### PROBLEM TO SOLVE
Reproduce the listing below word for word, with no pictures.

### INPUT DATA
——————————
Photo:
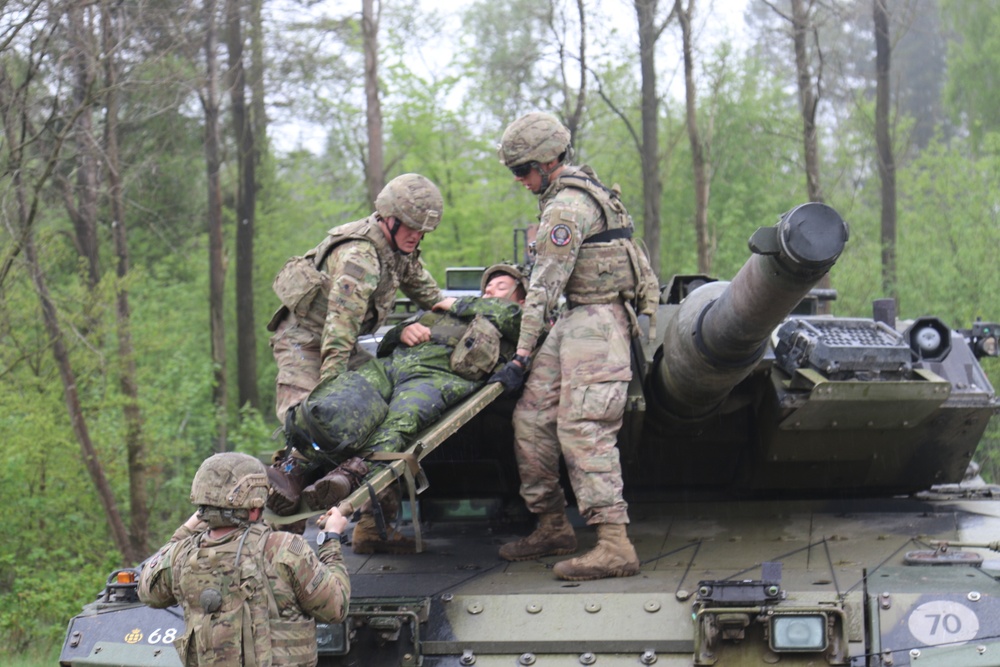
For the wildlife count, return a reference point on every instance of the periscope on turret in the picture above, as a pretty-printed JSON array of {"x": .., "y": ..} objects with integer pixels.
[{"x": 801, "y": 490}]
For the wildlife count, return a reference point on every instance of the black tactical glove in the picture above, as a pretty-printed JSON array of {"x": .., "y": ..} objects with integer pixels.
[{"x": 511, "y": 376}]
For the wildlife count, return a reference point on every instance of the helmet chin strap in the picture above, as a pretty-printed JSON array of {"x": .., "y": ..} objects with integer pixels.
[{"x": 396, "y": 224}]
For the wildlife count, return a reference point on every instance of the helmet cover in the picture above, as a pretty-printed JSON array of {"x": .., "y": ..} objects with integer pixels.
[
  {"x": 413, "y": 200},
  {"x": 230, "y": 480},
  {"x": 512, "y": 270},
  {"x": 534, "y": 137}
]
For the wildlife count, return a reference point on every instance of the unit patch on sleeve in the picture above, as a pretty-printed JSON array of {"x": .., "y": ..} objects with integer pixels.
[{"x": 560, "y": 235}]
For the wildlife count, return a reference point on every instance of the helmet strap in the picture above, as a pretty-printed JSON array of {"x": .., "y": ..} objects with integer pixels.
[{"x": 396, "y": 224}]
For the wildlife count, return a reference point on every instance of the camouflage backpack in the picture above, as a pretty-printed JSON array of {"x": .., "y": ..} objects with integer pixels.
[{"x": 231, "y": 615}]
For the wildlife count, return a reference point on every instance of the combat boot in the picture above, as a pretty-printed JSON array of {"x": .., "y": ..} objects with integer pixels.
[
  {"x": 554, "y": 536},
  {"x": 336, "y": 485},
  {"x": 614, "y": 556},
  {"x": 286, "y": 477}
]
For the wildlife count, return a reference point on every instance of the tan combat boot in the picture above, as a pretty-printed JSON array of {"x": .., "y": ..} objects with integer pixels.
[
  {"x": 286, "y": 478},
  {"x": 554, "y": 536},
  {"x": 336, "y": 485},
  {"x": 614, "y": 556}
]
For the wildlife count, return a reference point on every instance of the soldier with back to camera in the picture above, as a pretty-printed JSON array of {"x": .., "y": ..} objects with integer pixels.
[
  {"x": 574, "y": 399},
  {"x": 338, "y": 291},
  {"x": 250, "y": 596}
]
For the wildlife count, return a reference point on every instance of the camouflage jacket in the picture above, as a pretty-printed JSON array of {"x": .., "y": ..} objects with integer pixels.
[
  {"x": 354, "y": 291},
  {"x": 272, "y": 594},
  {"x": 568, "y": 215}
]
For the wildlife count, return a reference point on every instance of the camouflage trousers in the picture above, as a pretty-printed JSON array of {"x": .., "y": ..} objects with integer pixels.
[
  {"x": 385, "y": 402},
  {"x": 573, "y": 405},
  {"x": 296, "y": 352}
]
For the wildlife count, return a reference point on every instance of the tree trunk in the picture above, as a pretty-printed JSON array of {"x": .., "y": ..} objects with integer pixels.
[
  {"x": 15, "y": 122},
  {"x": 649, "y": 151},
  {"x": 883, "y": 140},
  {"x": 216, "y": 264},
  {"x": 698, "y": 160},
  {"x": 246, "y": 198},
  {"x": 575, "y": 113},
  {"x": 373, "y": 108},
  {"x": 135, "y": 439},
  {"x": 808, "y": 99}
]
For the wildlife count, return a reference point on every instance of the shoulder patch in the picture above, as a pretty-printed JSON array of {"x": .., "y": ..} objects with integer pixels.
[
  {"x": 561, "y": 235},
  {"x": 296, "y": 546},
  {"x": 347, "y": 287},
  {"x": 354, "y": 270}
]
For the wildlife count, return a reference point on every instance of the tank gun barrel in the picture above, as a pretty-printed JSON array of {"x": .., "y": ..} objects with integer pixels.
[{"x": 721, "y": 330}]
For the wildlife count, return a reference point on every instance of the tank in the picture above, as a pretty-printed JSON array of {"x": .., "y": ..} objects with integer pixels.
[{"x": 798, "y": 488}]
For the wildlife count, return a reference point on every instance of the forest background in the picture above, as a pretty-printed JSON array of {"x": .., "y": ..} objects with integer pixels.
——————————
### EXPECTED ANSWER
Photo:
For the wildlife count, return a reference point on every instance of the periscope on turret in the picture above, as a pretty-printed JSON array of {"x": .., "y": ..} objects with integer pixels.
[{"x": 801, "y": 490}]
For the wildlife count, return a reference point on every instance of the black tactical glove in the picture above, as a pretty-printed JSON array of {"x": .., "y": ..} objects with integer pixels.
[{"x": 511, "y": 376}]
For the wildlife count, return a reference point on every instance of the helmet chin strap in the picture above, as a pretty-printed JSON array of {"x": .., "y": ..} objects with integer pixels.
[{"x": 396, "y": 224}]
For the wildlife count, return a reference point on every instance of the helmet cover in the picture above, as a pretty-printed JSON array of {"x": .., "y": ..} objects with integer pixels.
[
  {"x": 413, "y": 200},
  {"x": 230, "y": 480},
  {"x": 512, "y": 270},
  {"x": 534, "y": 137}
]
For the wildlife count, return a reference point on every instance of the unit patch on sleeve in the picture above, as a pretty-printed JSON array of {"x": .., "y": ..} objects with integer pixels.
[{"x": 560, "y": 235}]
For the wildlife count, return a reference point on every instance of the helmet strap in the picture above, as a pretty-printed JSON array of {"x": .., "y": ..} objects with integer pixels.
[{"x": 396, "y": 224}]
For the wildlife count, return a reference point on every instance of the camouflage backpack in the picture above, as a pretty-printed JSON array of {"x": .., "y": ..} objects with integer pixels.
[{"x": 231, "y": 615}]
For the wildlife count, return a reference point on every instance of the combat boot in the picture above, as a pretty-printed JSON array of {"x": .., "y": ..} objects with integer pixels.
[
  {"x": 554, "y": 536},
  {"x": 336, "y": 485},
  {"x": 614, "y": 556},
  {"x": 286, "y": 477}
]
For the wildlife count, return a reference point on every instance of the tan combat boot in the picture above, as a pretty-printed JSON array of {"x": .., "y": ..} objects with integer pixels.
[
  {"x": 286, "y": 478},
  {"x": 554, "y": 536},
  {"x": 336, "y": 485},
  {"x": 614, "y": 556}
]
For the wildlife count, return a reference point on every instance of the soldier with back to camera in the picture above, as a pretty-printed JSON array of {"x": .., "y": ..} objects with integer pixels.
[
  {"x": 574, "y": 399},
  {"x": 338, "y": 291},
  {"x": 250, "y": 596}
]
For the wildlife count, return a reference point on every instance of the camouflage jacket in the picture above, as a pretty-printed JSON array of {"x": .., "y": ..} objects with integer pixels.
[
  {"x": 354, "y": 291},
  {"x": 272, "y": 594},
  {"x": 568, "y": 215}
]
For the wildlife count, return a reference point on every instance of the camouflage trousers in the picture above, as a pretty-printed JSON array of {"x": .., "y": ..} objects with integer pixels.
[
  {"x": 385, "y": 402},
  {"x": 573, "y": 405},
  {"x": 296, "y": 352}
]
For the wildlife count, return a reference point on every instance of the tree trunk in the picture above, as a pretty-printed JSON array of {"x": .., "y": ..} objects with integer pixels.
[
  {"x": 15, "y": 122},
  {"x": 649, "y": 151},
  {"x": 883, "y": 140},
  {"x": 216, "y": 264},
  {"x": 698, "y": 160},
  {"x": 246, "y": 198},
  {"x": 575, "y": 113},
  {"x": 373, "y": 108},
  {"x": 135, "y": 439},
  {"x": 808, "y": 99}
]
For the wildlife count, return a reference point on every instance of the shoulder patch in the picture above, as a pretty-printed JSON array of {"x": .., "y": ..} objects with integer pixels.
[
  {"x": 561, "y": 235},
  {"x": 296, "y": 546},
  {"x": 347, "y": 287},
  {"x": 354, "y": 270}
]
For the wildlife count, return a reference point on every instance of the tank gun barrel in the picture above, as a pretty-printed JSON array of {"x": .., "y": ..} objects with integer pixels.
[{"x": 721, "y": 330}]
For the wildlife count, return a reference point on every instance of the tank in the picture above, as a pretty-printed JSON array of {"x": .., "y": ..} objects with integer pixels.
[{"x": 798, "y": 488}]
For the wildlife count, return a reference point on every instance of the forest background in the picture above, as a pretty-printed JSON array of {"x": .., "y": ..} objects with integer pixels.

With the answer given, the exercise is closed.